A capital mineira conta atualmente com 59 unidades produtivas comunitárias distribuídas por todas as regiões. São 16 unidades no Barreiro, cinco na Centro-Sul, oito na Leste, nove na Nordeste, três na Noroeste, sete na Norte, uma na Pampulha e cinco em Venda Nova. Segundo a PBH, são implantadas, em média, cinco novas hortas por ano.
As primeiras hortas apoiadas pela prefeitura surgiram na década de 1990, quando foram criadas diversas ações de incentivo à agricultura urbana, com a inauguração dos Centros de Vivência Agroecológica (Cevaes). Desde 1998, com a primeira unidade produtiva cadastrada, foi criada uma política municipal de apoio à agricultura urbana, que inclui a formação por meio do programa Trilhas da Agroecologia.

■ **Registros armazenados**:
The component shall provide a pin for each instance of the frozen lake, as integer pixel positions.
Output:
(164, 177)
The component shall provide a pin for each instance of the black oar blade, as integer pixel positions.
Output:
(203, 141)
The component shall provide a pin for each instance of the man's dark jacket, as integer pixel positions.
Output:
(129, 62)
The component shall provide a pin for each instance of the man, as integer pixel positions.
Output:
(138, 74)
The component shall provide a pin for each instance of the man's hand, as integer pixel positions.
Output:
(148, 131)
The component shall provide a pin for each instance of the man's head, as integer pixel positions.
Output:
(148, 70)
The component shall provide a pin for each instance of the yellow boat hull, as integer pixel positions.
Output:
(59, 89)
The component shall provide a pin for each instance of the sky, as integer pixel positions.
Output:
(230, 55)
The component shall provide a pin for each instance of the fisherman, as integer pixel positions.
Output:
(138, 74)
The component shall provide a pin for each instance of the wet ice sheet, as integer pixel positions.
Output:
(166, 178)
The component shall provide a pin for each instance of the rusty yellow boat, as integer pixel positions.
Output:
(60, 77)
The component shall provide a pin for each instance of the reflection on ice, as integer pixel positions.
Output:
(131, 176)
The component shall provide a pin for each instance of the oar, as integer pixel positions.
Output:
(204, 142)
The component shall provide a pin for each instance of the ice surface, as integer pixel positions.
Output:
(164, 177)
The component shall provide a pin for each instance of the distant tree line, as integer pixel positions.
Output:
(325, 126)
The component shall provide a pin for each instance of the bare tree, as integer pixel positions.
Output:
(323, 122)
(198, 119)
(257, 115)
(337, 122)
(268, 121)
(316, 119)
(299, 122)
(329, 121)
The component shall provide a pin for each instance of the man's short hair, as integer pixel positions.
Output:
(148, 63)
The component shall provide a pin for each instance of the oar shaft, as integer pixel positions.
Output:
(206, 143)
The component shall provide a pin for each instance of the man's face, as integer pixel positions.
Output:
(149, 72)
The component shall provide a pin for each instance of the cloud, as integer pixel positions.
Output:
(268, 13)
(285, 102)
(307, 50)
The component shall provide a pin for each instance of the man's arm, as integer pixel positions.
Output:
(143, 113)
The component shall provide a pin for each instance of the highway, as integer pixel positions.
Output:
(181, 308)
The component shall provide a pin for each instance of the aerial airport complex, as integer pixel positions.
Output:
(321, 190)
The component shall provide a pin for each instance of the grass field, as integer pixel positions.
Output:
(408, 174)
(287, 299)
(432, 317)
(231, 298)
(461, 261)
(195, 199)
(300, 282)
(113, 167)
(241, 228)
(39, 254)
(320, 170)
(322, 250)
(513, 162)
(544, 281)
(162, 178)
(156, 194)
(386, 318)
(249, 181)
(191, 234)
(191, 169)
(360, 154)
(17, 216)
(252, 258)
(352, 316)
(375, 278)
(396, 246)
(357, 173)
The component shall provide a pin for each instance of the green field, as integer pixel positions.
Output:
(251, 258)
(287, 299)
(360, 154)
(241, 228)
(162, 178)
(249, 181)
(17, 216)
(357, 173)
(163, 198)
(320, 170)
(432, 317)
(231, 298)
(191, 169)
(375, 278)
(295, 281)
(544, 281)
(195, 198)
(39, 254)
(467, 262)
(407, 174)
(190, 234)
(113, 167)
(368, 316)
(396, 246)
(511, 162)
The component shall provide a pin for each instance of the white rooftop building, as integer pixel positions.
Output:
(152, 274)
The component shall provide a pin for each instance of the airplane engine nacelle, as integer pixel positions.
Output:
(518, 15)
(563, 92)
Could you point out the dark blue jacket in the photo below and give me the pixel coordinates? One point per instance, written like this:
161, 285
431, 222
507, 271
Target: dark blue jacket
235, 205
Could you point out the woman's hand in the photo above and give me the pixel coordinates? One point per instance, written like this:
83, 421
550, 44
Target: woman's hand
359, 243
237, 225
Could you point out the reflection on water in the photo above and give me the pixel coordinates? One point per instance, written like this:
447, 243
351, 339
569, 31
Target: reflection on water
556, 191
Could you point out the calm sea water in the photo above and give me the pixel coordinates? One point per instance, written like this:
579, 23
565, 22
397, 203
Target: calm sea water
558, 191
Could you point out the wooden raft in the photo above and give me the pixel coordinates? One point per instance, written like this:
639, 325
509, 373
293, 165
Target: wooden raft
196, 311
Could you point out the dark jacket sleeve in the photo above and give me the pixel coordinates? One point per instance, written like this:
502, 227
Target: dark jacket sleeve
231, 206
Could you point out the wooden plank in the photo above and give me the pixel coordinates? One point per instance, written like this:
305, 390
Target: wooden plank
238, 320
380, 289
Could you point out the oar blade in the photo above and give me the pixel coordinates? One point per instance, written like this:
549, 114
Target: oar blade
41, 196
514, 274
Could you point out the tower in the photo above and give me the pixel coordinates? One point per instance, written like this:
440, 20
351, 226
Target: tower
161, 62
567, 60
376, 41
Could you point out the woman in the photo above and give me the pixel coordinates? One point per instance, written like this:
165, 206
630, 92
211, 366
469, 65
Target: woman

■ **Exercício proposto**: Segundo o trecho selecionado, quantas novas hortas a PBH implanta, em média, a cada ano?

■ **Resposta**: Cinco novas hortas por ano, em média.